(Records for the task Opens)

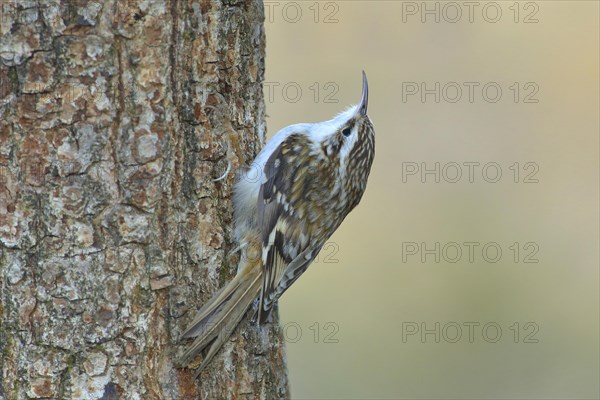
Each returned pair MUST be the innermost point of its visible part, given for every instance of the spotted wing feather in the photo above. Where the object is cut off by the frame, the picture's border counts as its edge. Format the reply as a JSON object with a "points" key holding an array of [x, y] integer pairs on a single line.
{"points": [[287, 250]]}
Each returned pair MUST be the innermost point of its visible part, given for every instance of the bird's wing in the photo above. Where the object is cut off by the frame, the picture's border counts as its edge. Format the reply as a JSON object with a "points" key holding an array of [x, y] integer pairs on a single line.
{"points": [[282, 216]]}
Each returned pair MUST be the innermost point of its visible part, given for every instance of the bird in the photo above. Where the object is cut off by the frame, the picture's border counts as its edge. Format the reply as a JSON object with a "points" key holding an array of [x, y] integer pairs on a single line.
{"points": [[286, 205]]}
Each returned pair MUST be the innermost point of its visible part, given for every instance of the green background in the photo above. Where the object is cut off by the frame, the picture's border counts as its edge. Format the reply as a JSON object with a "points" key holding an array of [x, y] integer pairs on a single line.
{"points": [[366, 285]]}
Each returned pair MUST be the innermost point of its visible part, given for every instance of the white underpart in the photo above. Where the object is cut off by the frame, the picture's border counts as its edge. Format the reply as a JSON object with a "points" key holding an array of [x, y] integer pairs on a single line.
{"points": [[248, 186]]}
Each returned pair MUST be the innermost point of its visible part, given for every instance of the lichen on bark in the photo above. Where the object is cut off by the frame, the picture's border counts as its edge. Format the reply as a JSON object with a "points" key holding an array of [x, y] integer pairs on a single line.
{"points": [[115, 119]]}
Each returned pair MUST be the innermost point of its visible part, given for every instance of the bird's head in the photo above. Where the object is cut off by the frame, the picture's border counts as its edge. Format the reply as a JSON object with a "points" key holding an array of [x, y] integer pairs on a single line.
{"points": [[349, 139]]}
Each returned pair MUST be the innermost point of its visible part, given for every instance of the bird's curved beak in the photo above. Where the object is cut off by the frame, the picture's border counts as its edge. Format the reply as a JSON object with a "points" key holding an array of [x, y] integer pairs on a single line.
{"points": [[364, 99]]}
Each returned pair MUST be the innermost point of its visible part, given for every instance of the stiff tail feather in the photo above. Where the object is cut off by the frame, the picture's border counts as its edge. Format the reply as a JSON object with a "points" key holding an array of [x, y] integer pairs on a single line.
{"points": [[218, 318]]}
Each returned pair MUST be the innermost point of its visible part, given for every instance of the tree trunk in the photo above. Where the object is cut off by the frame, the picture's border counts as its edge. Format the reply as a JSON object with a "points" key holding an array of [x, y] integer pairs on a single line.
{"points": [[116, 117]]}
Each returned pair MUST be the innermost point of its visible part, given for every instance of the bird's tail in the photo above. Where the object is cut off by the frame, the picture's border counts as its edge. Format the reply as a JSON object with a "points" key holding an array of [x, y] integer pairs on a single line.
{"points": [[218, 318]]}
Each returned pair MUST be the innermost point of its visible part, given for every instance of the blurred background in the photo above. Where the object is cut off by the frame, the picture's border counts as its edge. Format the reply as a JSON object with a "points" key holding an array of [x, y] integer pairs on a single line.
{"points": [[470, 268]]}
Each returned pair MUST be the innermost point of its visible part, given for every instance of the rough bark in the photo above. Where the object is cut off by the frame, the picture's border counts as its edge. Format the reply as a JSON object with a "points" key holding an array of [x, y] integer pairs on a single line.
{"points": [[115, 117]]}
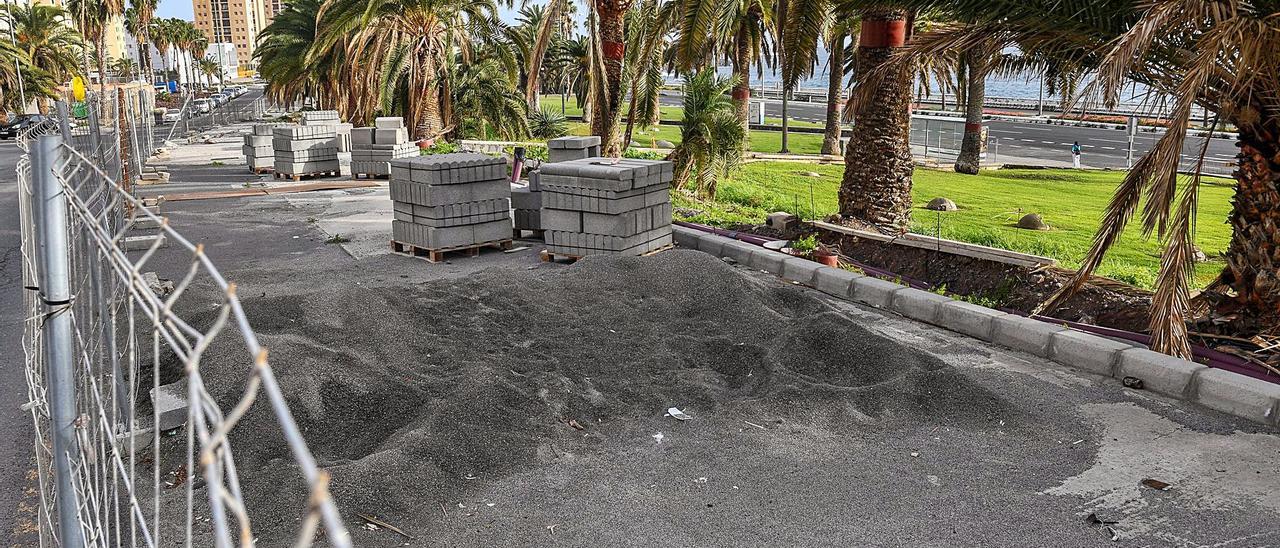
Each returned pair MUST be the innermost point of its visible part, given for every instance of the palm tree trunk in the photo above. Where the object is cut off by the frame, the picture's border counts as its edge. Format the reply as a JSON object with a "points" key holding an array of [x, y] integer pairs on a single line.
{"points": [[604, 117], [835, 82], [876, 190], [1253, 256], [976, 92], [743, 91]]}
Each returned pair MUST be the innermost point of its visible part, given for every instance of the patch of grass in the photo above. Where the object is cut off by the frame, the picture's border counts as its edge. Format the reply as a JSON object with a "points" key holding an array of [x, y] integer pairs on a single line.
{"points": [[1070, 201]]}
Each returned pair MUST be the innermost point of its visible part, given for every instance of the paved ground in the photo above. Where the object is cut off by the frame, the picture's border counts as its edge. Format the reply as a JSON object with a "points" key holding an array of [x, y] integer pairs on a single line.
{"points": [[1040, 142], [1059, 446], [16, 448], [1052, 447]]}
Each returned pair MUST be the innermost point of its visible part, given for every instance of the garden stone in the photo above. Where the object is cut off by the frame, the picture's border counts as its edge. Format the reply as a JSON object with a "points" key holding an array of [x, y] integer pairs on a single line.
{"points": [[941, 204], [1032, 222]]}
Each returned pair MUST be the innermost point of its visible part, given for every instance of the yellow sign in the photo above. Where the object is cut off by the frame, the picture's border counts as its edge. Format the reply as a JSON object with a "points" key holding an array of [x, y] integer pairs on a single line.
{"points": [[78, 88]]}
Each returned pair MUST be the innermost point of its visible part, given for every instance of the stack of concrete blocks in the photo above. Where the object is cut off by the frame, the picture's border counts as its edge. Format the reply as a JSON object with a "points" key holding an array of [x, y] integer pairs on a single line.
{"points": [[257, 149], [305, 150], [568, 149], [451, 201], [606, 206], [374, 149], [526, 204], [342, 131]]}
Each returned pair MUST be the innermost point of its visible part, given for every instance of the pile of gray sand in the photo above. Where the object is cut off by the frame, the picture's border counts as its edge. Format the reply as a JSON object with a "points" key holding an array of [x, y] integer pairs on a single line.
{"points": [[420, 393]]}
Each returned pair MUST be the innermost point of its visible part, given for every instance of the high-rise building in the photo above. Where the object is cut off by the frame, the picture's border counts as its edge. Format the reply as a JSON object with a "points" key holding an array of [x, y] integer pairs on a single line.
{"points": [[233, 22]]}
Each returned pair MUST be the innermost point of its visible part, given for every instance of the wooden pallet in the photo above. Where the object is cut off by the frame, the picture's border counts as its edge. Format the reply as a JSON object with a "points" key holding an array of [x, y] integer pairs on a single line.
{"points": [[439, 255], [551, 256], [300, 176]]}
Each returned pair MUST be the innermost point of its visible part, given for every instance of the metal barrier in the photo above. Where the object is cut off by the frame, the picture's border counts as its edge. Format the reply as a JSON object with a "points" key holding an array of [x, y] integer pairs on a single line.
{"points": [[94, 339]]}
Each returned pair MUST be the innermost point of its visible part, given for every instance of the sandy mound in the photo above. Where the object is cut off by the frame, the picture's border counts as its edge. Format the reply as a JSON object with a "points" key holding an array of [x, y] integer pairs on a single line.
{"points": [[407, 394]]}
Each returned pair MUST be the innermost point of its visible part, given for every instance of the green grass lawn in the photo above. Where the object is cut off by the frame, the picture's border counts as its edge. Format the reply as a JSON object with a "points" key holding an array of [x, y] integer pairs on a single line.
{"points": [[990, 205]]}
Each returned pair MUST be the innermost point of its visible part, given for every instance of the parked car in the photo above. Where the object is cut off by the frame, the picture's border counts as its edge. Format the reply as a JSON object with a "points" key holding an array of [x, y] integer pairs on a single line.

(Records for the task Closes)

Exercise goal: Although the records contain pictures, print only the rest, exactly as written.

Task output:
Each returned pair MUST be the innermost point of its visible part, given for every instance of the spotted wing feather in the photo above. Where the object is cut off by the frame, the picture's border counts as its edge. Format the reply as a JSON object with a "points" key holding an array of [x, y] integer pairs on a single line.
{"points": [[287, 250]]}
Each returned pair MUST be the innermost point of its visible part, given for every instance of the bird's wing in the photo above. Where the object is cut off by the frame, the picture's border counts as its edge. Format the reply as a JSON object with a "points" key holding an array of [x, y] integer pairs on a single line.
{"points": [[282, 216]]}
Each returned pair MUST be the innermost point of its visible part, given for every instance of the bird in the photo above. Where the object is cut off by the frame, the picture's border counts as its edge. Format the reply as a JSON object with a "points" key holding an array of [x, y] integer pairs on a single line.
{"points": [[286, 205]]}
Each returned pair MUST be the innermost point of its visible part, given for every instance of the green background in the photo above. Where the object is cut off by the frame, the picture's border counts as its edge. Format the reply as a JSON object with a "points" key holding an array of [x, y] integer pairs on a single line.
{"points": [[366, 285]]}
Each returned pair MUST be the innermost point of its visible part, given for every instance of the white underpart in the photo above. Where the object is cut off by the frame, the picture's border counts as its edge. Format the reply as a JSON object with a "points" key holding an array of [x, y] integer pairs on a single line.
{"points": [[248, 186]]}
Each returned pair MUST be the innermost point of its visible part, given for every instance of the lichen on bark in the photo above. Where the object is cut off by the frame, the picture's border counts as its edge. Format the reply as a JSON object with a "points" key holding an array of [x, y] integer pairs on a single line.
{"points": [[115, 119]]}
Each returned pair MUST be the innermost point of its visible part, given for every instance of the bird's head in the photo above. Where the object is cut off by the frame, the picture's border counts as its edge. Format the reply as a JSON object with a "points" key holding an array of [x, y] integer pairs on a single line.
{"points": [[349, 139]]}
Each returned pair MUST be the innermost point of its visible part, given for every instance of the bird's curved beak in the photo above. Where the object is cut off by the frame, the picture's border counts as its edge. Format the reply as a JSON object with a "points" key holding an array of [x, y] integer pairs on a single line.
{"points": [[364, 99]]}
Each returned pair MUST be the innermost point of its visible part, given for every instance of the stiff tail feather in the photo above. Where the object is cut off by the frame, the picture's border counts as its edge. Format the reply as a JSON object with a "points" key holding an array of [x, y] integer pairs on a single line.
{"points": [[218, 318]]}
Each returned pair MUST be the innermost point of its visible part, given for every instance of the tree trunk in the photo above. Where the object is cut off by the frame, the picture's border counts as its edge. Format the reply as a JSON object with a "points" key holding an array of [x, y] integer pairs on a single line.
{"points": [[116, 117]]}
Each returned pair MUST be the innermost point of its visible part, given for every instance of the bird's tail in the photo above. Where the object is cut off by the frame, the picture's border counts as its edge. Format the reply as a JSON object with a "points" key holding an array of [x, y] integer pairs on a single line.
{"points": [[218, 318]]}
Each returned pair MUST be the innermost point of its visible part, given for every instance of the blurred background in the photo above. Where the object is cut off by the frame, the picture's border counts as its edge. Format the reply as a JSON object with a "points" key holding an array of [x, y] integer pairs on a single line.
{"points": [[470, 268]]}
Each returned pair MUST be the innermost point of its visible part, given for every instance of the rough bark in the photo above. Where the object is cut off by the frame, the picture's border counts as its edge. Format the reply as a JSON object with a "points" key holding an array of [x, y] integer pairs on a single line.
{"points": [[115, 117]]}
Each returned pair MUST be the innermost point of its visible part, given for every instance of the palm tree trunk in the photo above. Where the object is cut off by the frame, the picture's border counts as its edge. Format the reply as a JSON object with a "points" key holding an array of [x, y] integer pairs on a single line.
{"points": [[604, 117], [835, 82], [876, 190], [1253, 256], [976, 92], [743, 91]]}
Each returned pair MUST be the innermost point of its visible part, given for every instance of the patch of grass in the photo above. Where the object is cut off by the frame, the picture's border counts as its edge. Format the reply as a JSON object with a "points" key holding an array of [x, y] integer pairs on a single line.
{"points": [[1070, 201]]}
Each returned pair MUST be the innermost point of its visible part, given for every instance of the paved ground in the photo above. Where the object is cut off by the frame, the picture's border counts as its edge. Format the reply as a JSON object with a "points" key holding an array of [x, y] integer pairs on a single line.
{"points": [[1040, 142], [1059, 446], [16, 448], [1052, 447]]}
Each returned pair MUST be the innermost point of its visible part, given for every instance of the garden stone in the photo above. Where the object is cut off by the frame, the picture's border counts as its edge. Format the reply as a JSON object with a "points" key holding an array of [x, y] integer pairs on a single line.
{"points": [[941, 204], [1032, 222]]}
Each returned pair MUST be the innermost point of its visible part, given for every instance of the yellow sign in the photo above. Where the object is cut off by the frame, the picture's border counts as its edge. Format the reply as a JSON object with a "points" key holding an array of [x, y] integer pairs on a single line.
{"points": [[78, 88]]}
Each returned pair MUST be the innermost point of its visible part, given for every instance of the stack of concrete blocks in the photo above. Where the object is cut off by the frame, the picture's border counts as its edge. Format the reply as a JSON object with a "points" key holding an array of [x, y] integer pairs on a single line.
{"points": [[257, 149], [305, 150], [568, 149], [451, 201], [606, 206], [374, 149], [526, 204], [342, 131]]}
Each returned pair MUST be the innermost point of its visible part, given for every instance of the pile of gray sand in the photo above. Where the object is cut off by the frame, the picture's border counts as its edge. Format the reply as a JSON object with a "points" key holding an array of [x, y] integer pairs on a single line.
{"points": [[420, 393]]}
Each returned pair MUST be the innermost point of its visible part, given for every instance of the high-rise building in the photo above. Where the object is cut off by the frame, the picture's border counts as its edge. Format the reply as a JSON object with a "points" key holding an array of [x, y] integer pairs on a single line.
{"points": [[233, 22]]}
Each returned pair MUST be the innermost point of its visible part, given for every instance of the wooden pallet in the photo above. Where the object is cut off by the frame, the picture's border counts as its edge. Format the reply as a JSON object with a "points" key holding an array of [x, y] integer pairs on a single line.
{"points": [[439, 255], [551, 256], [300, 176]]}
Each returned pair MUST be the innermost point of its visible part, given for every instance of the metal barrier in the photo above. Where the object is cut off by the frame, the picture's border counts as its edge. Format the reply as a JSON object with a "points" key holding an array of [x, y] integer pairs on a single line.
{"points": [[94, 339]]}
Each returned pair MUST be the innermost point of its visible part, given for every instance of the sandy mound in the photo above. Where the object is cut off by the frame, the picture's border counts as its edge. Format the reply as a JSON object with a "points" key holding an array of [x, y] integer pairs on a single line.
{"points": [[407, 394]]}
Each returned pair MUST be the innermost point of its visible part, given for every instance of the green grass lawn in the photo above. Where the object is cut off by the frame, the picture's border counts as its edge. Format the reply as a JSON object with a "points" key holding an array of [x, y] integer pairs on a single line.
{"points": [[990, 205]]}
Each returned pair MUST be the innermost point of its visible part, given for every instance of the parked car in the photo above. Where the object is cut off by the frame, the picture's border counts as its edge. Format the reply as a JSON object with a "points" key holding an array of [x, y] integer pairs on a single line.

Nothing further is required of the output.